=== Material shown ===

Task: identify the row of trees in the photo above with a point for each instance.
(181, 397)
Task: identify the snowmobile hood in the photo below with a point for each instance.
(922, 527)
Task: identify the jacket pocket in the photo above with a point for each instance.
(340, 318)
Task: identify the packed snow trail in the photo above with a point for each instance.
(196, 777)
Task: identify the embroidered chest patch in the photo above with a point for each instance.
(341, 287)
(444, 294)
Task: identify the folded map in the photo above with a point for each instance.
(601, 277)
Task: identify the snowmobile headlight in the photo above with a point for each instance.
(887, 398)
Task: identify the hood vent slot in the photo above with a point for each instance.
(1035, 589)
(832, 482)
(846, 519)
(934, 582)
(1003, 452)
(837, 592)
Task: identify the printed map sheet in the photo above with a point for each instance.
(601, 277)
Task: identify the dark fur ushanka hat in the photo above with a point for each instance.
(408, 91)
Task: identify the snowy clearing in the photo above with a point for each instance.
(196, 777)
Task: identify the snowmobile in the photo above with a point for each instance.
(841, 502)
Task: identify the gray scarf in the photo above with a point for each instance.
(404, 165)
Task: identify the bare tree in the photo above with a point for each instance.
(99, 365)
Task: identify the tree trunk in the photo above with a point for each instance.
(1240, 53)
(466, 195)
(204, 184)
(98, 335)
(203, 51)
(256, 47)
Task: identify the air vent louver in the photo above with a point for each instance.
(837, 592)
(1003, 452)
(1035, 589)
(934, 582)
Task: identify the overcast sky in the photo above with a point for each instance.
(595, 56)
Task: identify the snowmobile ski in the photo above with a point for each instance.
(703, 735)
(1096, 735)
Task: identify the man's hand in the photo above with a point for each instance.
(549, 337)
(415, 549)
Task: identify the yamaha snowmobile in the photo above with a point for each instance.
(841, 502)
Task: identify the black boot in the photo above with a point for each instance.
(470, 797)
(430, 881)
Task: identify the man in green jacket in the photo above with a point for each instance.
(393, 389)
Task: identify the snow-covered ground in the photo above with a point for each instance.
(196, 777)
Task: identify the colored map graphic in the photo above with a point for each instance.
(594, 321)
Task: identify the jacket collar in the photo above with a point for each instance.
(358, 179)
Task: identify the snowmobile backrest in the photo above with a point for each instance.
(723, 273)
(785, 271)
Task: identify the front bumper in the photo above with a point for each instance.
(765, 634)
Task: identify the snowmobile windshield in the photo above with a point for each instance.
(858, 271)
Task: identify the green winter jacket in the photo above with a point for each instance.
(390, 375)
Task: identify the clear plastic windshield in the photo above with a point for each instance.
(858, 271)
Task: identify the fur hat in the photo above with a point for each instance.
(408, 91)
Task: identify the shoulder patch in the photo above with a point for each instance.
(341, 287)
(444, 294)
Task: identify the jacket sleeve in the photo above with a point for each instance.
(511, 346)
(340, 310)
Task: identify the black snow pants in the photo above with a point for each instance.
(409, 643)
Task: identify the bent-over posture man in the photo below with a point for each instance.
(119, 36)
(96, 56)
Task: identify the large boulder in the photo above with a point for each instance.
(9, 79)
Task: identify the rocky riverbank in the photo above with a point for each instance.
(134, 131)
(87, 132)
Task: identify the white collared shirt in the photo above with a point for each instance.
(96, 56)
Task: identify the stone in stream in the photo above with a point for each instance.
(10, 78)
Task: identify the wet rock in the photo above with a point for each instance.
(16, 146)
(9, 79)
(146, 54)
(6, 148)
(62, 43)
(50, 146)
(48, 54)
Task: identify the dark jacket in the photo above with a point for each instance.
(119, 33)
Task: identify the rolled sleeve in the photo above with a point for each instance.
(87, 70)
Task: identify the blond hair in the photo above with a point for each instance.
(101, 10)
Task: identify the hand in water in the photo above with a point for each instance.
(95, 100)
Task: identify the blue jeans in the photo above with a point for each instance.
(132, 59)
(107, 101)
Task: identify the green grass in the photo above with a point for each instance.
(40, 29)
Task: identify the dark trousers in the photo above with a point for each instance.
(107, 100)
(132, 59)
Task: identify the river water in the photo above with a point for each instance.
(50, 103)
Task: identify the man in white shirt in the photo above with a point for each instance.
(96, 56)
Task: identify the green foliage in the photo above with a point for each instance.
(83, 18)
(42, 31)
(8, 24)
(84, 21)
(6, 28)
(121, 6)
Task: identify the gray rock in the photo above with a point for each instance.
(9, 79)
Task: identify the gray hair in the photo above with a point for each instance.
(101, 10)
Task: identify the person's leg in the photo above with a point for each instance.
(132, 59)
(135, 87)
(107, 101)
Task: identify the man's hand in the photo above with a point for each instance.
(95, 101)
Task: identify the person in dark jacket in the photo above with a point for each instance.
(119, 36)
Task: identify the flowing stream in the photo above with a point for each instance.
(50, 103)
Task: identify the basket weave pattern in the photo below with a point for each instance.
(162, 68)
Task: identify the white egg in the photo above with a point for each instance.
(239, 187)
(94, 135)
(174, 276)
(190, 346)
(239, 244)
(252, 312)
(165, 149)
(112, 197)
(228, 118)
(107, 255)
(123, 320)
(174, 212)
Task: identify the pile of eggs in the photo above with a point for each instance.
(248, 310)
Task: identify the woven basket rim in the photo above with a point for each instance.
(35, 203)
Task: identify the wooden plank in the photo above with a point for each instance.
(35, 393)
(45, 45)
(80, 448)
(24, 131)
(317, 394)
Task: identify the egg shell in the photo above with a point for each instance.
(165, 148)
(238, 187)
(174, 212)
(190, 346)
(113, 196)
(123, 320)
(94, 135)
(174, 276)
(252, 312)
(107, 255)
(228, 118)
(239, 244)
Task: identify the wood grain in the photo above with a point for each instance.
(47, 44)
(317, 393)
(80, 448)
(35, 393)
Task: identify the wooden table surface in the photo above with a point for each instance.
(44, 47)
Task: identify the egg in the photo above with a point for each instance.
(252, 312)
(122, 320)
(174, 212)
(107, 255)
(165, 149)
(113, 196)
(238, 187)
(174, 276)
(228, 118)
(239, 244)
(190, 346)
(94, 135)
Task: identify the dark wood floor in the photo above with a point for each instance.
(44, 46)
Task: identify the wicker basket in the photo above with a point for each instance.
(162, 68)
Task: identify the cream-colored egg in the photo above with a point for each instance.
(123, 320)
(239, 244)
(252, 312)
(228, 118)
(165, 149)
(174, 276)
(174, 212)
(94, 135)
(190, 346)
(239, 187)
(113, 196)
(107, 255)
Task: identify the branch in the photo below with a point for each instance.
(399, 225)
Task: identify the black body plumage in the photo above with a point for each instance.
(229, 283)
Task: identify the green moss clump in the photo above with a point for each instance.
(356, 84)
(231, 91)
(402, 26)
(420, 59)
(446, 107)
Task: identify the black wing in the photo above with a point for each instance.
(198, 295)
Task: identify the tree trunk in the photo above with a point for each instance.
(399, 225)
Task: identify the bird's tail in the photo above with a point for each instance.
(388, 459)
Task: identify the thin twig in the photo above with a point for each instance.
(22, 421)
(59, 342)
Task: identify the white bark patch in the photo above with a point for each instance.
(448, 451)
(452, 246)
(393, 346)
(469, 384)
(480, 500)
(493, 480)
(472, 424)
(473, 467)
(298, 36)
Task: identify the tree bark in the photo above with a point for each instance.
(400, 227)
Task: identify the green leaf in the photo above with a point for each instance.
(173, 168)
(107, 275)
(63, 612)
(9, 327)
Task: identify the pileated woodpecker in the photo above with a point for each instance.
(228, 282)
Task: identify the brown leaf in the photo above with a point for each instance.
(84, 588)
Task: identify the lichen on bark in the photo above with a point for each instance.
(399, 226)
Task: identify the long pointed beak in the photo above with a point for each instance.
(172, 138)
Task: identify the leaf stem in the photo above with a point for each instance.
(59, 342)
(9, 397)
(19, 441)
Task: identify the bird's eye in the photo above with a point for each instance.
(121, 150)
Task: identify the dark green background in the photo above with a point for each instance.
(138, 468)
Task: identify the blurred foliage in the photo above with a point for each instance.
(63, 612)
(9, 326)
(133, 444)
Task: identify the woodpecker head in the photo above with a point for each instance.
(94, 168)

===

Copy the rows from the beginning through the line containing "(1096, 735)", substituting "snowmachine" for every "snowmobile" and leaving everything else unchanged.

Task: identify the row of trees in the photo above with a point for each instance.
(181, 397)
Task: identify the snowmachine hood in the photo below with a point for each instance.
(922, 527)
Task: identify the jacket pocket in the photo above with a point for each instance.
(340, 318)
Task: identify the packed snow trail in the photo above with a point for each instance.
(196, 777)
Task: identify the embroidered chest patch in the photo above with a point for each instance.
(341, 287)
(444, 294)
Task: identify the folded map in the photo above with a point for each instance.
(601, 277)
Task: identify the snowmachine headlight in the photo above with a point for each instance.
(887, 398)
Task: identify the hood vent slot in the photo above with a point for each instance.
(1035, 589)
(832, 482)
(846, 519)
(934, 582)
(1003, 452)
(837, 592)
Task: identify the printed map sheet in the photo above with a point for each instance.
(601, 277)
Task: identify the dark fur ushanka hat in the photo above with a point for each instance.
(408, 91)
Task: identify the snowy clearing in the photo above with a point for each instance.
(196, 777)
Task: identify the snowmachine in the photo above with a point for each instance.
(841, 502)
Task: identify the gray scarf in the photo above with a point for each instance.
(404, 165)
Task: identify the bare tree in the photo above with a point for each instance.
(99, 365)
Task: identify the tree trunk in the photo above with a point for each instance.
(1240, 53)
(466, 195)
(204, 184)
(98, 335)
(203, 51)
(256, 47)
Task: identify the air vent louver in the photo above with a point for each instance.
(837, 592)
(1003, 452)
(1035, 589)
(934, 582)
Task: identify the overcast sky in the photo above with a point for each instance.
(595, 56)
Task: identify the snowmachine ski in the photo above with a point for each instance.
(703, 735)
(1096, 735)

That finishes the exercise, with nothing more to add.